• _Tarefas a realizar_:
1. Reproduza o trecho do excerto sobre Eva Illouz que começa em "Que não haja" e prossegue até "Sociais de Paris.".
2. Segundo o excerto, em que cidade nasceu Eva Illouz?
3. Indique se cada afirmação está de acordo com o excerto, com sim ou não, citando literalmente as palavras decisivas: (a) Eva Illouz argumenta no seu livro contra a felicidade; (b) Eva Illouz apresentou o seu livro mais recente em Madrid; (c) Eva Illouz é professora da Universidade Hebraica de Jerusalém.

• _Excerto_:

Que não haja confusões, Eva Illouz não argumenta no seu livro contra a felicidade, mas sim contra a indústria da felicidade e ao individualismo que esta pressupõe. Com efeito, a indústria da felicidade tem no seu centro a crença de que a felicidade de cada indivíduo isolado é o que de mais importante existe. Em síntese, felicidade e indústria da felicidade são duas coisas distintas, e em certo sentido, são até opostas.
Eva Illouz é franco-israelita, nasceu em 1961 em Marrocos, na bela cidade de Fez, cresceu em Paris e é judia. É professora da Universidade Hebraica de Jerusalém e também da Escola de Estudos Avançados em Ciências Sociais de Paris.
Só pelos títulos dos livros de Eva Illouz, adivinhamos imediatamente ao que vem. Vejamos uns quantos, que aguardam por uma edição portuguesa: “Pourquoi l'amour fait mal, L'expérience amoureuse dans la modernité”, “Le Capital sexuel” e “La Fin de l'amour: Enquête sur un désarroi contemporain”.
Em resumo, pelos títulos dos livros percebe-se logo que as reflexões de Eva Illouz são em torno das relações sentimentais e, em particular, sobre como a lógica capitalista, que nos vende a todos através das tecnologias digitais e não só uma felicidade artificial, individual e fantasiosa, acaba por inevitavelmente nos conduzir ao isolamento e ao desamor.
O teor das ideias de Eva Illouz é de que o amor em algum momento implica dor e infelicidade, sendo que isso não nos deve assustar, pois tal dor e infelicidade significa que estamos vivos, que resistimos, que não existimos somente num sonho anestesiado, numa fantasia artificial de auto-suficiência tecnológica, ou seja, que existe a possibilidade de uma verdadeira felicidade. O mesmo é dizer, que a dor emocional implica a existência de outros seres humanos em nosso redor, que tanto nos podem trazer carradas de alegria, como podem fazer com que derramemos lágrimas de tristeza.
Feitas as contas, a infelicidade indica-nos que não estamos sozinhos, “felizes” e amorfos diante de um ecrã. No fundo, sentirmo-nos infelizes é sempre um sinal de esperança.
Anteontem em Madrid, no “Festival de las Ideias”, Eva Illouz apresentou o seu mais recente livro, que já está traduzido em espanhol, e que nesse idioma se intitula “La vida emocional del populismo”.
Na rua, em plena Plaza de España, mesmo no centro de Madrid, Eva Illouz participou numa conversa cujo tema foi “Las emociones contra la democracia”. Aí se debateu o uso e o impacto que emoções como o medo, o asco, o ressentimento e o amor têm na política contemporânea. Um dos tópicos discutidos, foi o de tentar perceber se as emoções são realmente inimigas da democracia, ou são-no somente quando usadas pelos populismos conservadores.

• _Linhas fornecidas_:
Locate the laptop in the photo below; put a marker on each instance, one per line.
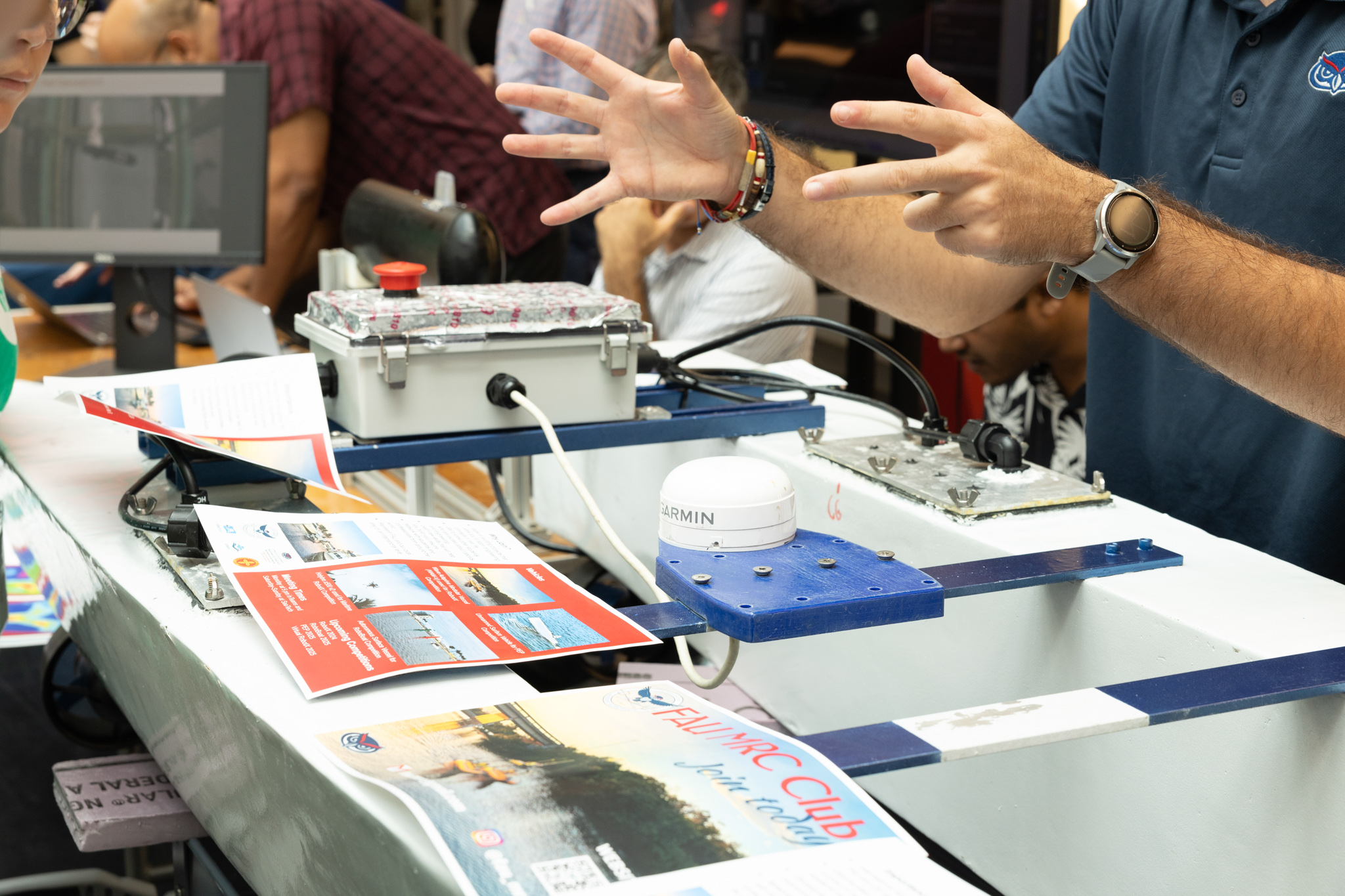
(237, 326)
(92, 322)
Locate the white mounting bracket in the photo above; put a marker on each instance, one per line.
(393, 362)
(617, 350)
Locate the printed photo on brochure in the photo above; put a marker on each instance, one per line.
(351, 598)
(265, 412)
(586, 789)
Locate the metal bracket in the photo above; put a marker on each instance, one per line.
(881, 463)
(617, 350)
(962, 498)
(395, 360)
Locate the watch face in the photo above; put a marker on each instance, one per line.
(1132, 222)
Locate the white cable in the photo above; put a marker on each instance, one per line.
(682, 653)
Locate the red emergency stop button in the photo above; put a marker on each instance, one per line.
(400, 278)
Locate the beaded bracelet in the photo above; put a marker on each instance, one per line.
(755, 186)
(768, 175)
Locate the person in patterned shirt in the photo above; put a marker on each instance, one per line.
(1034, 362)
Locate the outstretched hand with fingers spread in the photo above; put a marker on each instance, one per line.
(662, 140)
(993, 191)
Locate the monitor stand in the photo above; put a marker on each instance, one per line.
(144, 323)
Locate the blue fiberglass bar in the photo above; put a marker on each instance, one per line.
(943, 736)
(1066, 565)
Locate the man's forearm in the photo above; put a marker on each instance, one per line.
(1266, 320)
(623, 274)
(864, 249)
(291, 215)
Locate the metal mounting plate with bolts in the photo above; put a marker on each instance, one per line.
(942, 477)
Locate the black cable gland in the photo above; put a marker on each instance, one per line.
(992, 444)
(498, 390)
(937, 423)
(327, 379)
(186, 535)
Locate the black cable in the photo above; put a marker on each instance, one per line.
(514, 523)
(934, 419)
(785, 383)
(123, 507)
(179, 457)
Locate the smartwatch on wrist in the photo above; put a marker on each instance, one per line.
(1128, 227)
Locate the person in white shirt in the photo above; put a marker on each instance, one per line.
(703, 286)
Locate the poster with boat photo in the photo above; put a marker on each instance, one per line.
(341, 608)
(638, 789)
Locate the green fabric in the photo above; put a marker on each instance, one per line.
(9, 350)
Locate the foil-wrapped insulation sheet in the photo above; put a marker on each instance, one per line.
(450, 313)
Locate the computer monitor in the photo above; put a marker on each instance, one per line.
(137, 165)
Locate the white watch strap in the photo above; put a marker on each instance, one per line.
(1098, 268)
(1103, 264)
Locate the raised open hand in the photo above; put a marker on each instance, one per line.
(994, 191)
(662, 140)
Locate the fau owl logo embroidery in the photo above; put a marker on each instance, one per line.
(1328, 73)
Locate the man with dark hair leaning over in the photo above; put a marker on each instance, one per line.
(357, 91)
(1034, 363)
(1216, 358)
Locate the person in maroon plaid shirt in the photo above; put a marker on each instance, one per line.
(357, 91)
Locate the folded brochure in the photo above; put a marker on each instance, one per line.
(635, 789)
(349, 598)
(265, 412)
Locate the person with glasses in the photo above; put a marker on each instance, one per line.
(27, 32)
(357, 92)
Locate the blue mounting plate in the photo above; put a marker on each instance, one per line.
(694, 417)
(799, 597)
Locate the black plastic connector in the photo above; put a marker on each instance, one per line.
(934, 423)
(498, 390)
(992, 444)
(327, 379)
(186, 536)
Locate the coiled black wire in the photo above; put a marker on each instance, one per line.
(493, 471)
(124, 505)
(671, 368)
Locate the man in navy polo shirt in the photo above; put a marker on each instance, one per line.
(1216, 383)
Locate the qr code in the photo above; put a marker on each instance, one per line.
(569, 875)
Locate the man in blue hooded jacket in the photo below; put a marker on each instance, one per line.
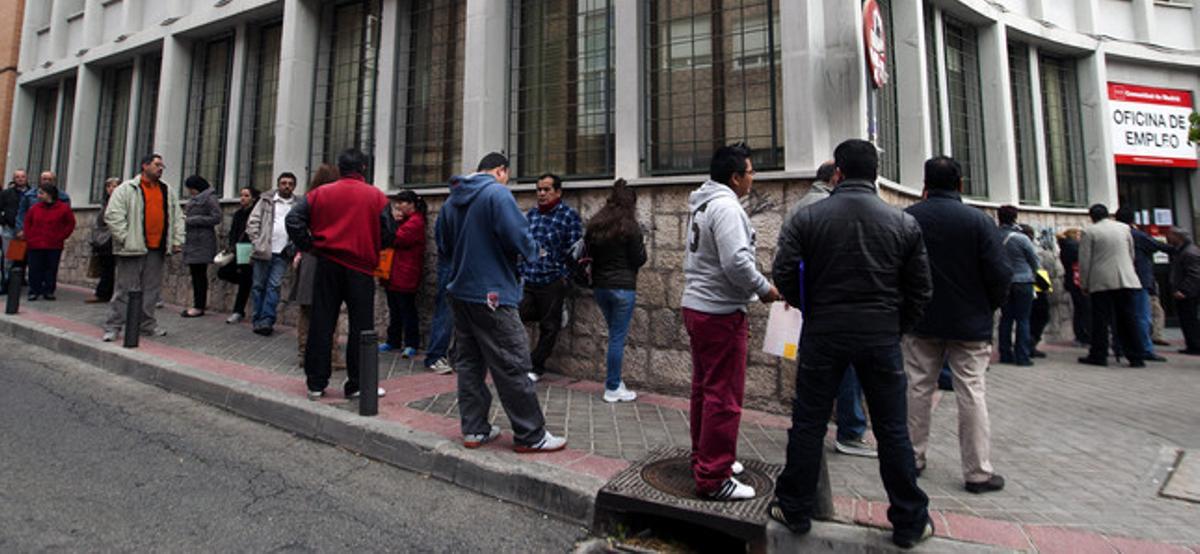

• _Conjunto de respostas_:
1.
Que não haja confusões, Eva Illouz não argumenta no seu livro contra a felicidade, mas sim contra a indústria da felicidade e ao individualismo que esta pressupõe. Com efeito, a indústria da felicidade tem no seu centro a crença de que a felicidade de cada indivíduo isolado é o que de mais importante existe. Em síntese, felicidade e indústria da felicidade são duas coisas distintas, e em certo sentido, são até opostas.
Eva Illouz é franco-israelita, nasceu em 1961 em Marrocos, na bela cidade de Fez, cresceu em Paris e é judia. É professora da Universidade Hebraica de Jerusalém e também da Escola de Estudos Avançados em Ciências Sociais de Paris.

2. Em Fez, em Marrocos.

3.
(a) Não: «Eva Illouz não argumenta no seu livro contra a felicidade».
(b) Sim: «Anteontem em Madrid, no “Festival de las Ideias”, Eva Illouz apresentou o seu mais recente livro».
(c) Sim: «É professora da Universidade Hebraica de Jerusalém».